* _Exercise directions_
What is needed here is an exact copy of all the records below.
/---
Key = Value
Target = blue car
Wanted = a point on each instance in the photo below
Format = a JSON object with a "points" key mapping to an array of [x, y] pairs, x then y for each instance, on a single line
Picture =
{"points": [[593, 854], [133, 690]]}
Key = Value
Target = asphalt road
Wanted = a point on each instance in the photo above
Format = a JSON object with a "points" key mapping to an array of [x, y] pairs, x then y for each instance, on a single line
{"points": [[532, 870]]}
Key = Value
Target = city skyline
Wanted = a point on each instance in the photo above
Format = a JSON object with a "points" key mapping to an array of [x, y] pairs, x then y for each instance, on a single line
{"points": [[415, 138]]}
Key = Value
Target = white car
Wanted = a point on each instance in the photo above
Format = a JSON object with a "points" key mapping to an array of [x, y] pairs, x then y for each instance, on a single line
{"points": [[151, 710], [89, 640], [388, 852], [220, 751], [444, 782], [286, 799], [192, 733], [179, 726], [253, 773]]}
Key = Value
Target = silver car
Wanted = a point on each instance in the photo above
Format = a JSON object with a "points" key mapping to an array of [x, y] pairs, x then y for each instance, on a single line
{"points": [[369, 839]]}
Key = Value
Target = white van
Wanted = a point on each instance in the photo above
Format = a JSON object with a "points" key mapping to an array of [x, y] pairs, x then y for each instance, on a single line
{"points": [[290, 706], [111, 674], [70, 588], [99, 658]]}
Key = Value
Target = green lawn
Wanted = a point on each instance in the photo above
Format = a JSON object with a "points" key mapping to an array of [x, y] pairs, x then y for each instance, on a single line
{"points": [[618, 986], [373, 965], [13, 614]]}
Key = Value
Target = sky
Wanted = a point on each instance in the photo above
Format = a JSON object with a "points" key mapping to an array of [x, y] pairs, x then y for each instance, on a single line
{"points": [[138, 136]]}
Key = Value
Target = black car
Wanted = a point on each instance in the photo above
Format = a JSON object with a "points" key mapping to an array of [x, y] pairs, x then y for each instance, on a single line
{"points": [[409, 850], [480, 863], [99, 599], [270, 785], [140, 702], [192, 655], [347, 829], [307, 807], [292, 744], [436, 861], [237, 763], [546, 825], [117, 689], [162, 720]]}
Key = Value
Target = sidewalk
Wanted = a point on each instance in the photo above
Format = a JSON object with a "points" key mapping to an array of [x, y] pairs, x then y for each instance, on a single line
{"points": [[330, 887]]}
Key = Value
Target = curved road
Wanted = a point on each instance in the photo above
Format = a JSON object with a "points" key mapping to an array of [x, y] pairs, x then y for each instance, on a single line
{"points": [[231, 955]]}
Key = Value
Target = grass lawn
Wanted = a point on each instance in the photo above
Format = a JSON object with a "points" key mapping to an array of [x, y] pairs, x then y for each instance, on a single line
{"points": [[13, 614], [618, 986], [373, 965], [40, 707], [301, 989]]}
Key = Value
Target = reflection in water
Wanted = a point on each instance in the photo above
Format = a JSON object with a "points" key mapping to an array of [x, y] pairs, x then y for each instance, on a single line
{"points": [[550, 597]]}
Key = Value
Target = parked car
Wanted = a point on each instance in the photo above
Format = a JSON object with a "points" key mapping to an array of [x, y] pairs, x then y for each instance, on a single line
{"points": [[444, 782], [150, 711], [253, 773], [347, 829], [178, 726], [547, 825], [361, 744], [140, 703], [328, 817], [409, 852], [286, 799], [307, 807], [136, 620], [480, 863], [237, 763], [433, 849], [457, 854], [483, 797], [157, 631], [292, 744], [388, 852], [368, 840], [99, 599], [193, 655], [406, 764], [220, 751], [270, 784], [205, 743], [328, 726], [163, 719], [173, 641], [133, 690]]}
\---
* _Solution_
Key = Value
Target = blue car
Wanted = a point on each instance in the photo below
Format = a JSON object with a "points" key mapping to an array of [x, y] pairs, x then y for each instance, on a single line
Picture =
{"points": [[593, 854], [133, 690]]}
Key = Value
Target = asphalt road
Wanted = a point on each instance in the photo above
Format = a JSON object with a "points" key mapping to an array of [x, y] pairs, x then y for each instance, on a single line
{"points": [[532, 870]]}
Key = Value
Target = city skyline
Wanted = a point on each instance in the photo above
Format = a JSON object with a "points" key mapping to an array of [x, y] pairs, x then y for each instance, on a single line
{"points": [[415, 138]]}
Key = Value
Target = white car
Wanted = a point on each instance in the photo above
Format = a JSON object with a "points" key mapping to an array of [x, y] pairs, x then y for each instance, on a single line
{"points": [[151, 710], [89, 640], [388, 852], [220, 751], [444, 782], [286, 799], [192, 733], [179, 726], [253, 773]]}
Key = Value
Target = silver car
Wanted = a point on each instance in the photo above
Format = a JSON object with a "points" key mapping to an array of [x, y] pairs, x then y for each instance, on a single line
{"points": [[369, 839]]}
Key = Value
Target = white van
Wanted = a point on each instance in the photo above
Format = a JSON object with a "points" key mapping to an array of [x, y] pairs, x then y for each instance, on a single line
{"points": [[290, 706], [111, 674], [70, 588], [99, 658]]}
Key = Value
Target = green lawn
Wanted = a point on each instance in the photo above
Format = a JSON object with a "points" key mapping to an array of [x, y] pairs, x then y for each instance, on a single line
{"points": [[618, 986], [373, 965], [13, 614]]}
Key = Value
Target = sky
Wanted = a point on each instance in the photo above
Format = a JSON object with a "points" key mapping to an array of [x, y] pairs, x then y for each instance, on a single line
{"points": [[138, 136]]}
Key = Value
Target = black car
Wanted = a point on each instance in the photo above
Format = a JSON object with a "points" key mapping to an array of [x, y] pairs, x then y for each instance, on a single line
{"points": [[409, 850], [480, 863], [99, 599], [270, 785], [140, 702], [192, 655], [347, 829], [307, 807], [292, 744], [436, 861], [237, 763], [546, 825], [117, 689], [162, 720]]}
Key = Value
Target = sidewalk
Wanted = a point on each instance in the photo above
Format = a JSON object with a "points" key mapping to an array of [x, y] pairs, x then y for each instance, on a single line
{"points": [[330, 887]]}
Key = Value
Target = curved road
Wanted = a point on each instance in the photo above
Format = a JSON object with a "points" key mapping to an array of [x, y] pairs, x then y for each instance, on a single line
{"points": [[231, 955]]}
Key = Value
Target = grass lawn
Wanted = a point on each instance in the photo above
Format = a JSON object with a "points" key mapping to an array of [x, y] pairs, x then y for each instance, on a single line
{"points": [[13, 614], [618, 986], [373, 965], [40, 707], [301, 989]]}
Key = Value
Target = reflection in water
Wanted = a point on each instance in the photo above
Format = a JSON object with a "points" key mapping to an array of [x, y] pairs, x then y for each instance, on a single line
{"points": [[550, 597]]}
Key = Value
Target = parked car
Wanted = a point on each instance in the photo above
Format = a JSON object with a "points" key mapping to an array of [x, y] pairs, x then y for each instance, on a single line
{"points": [[444, 782], [150, 711], [253, 773], [347, 829], [178, 726], [547, 825], [361, 744], [140, 703], [328, 817], [409, 852], [286, 799], [307, 807], [136, 620], [480, 863], [237, 763], [433, 849], [457, 854], [483, 797], [157, 631], [292, 744], [388, 852], [368, 840], [99, 599], [193, 655], [406, 764], [220, 751], [270, 784], [205, 743], [328, 726], [163, 719], [173, 641], [133, 690]]}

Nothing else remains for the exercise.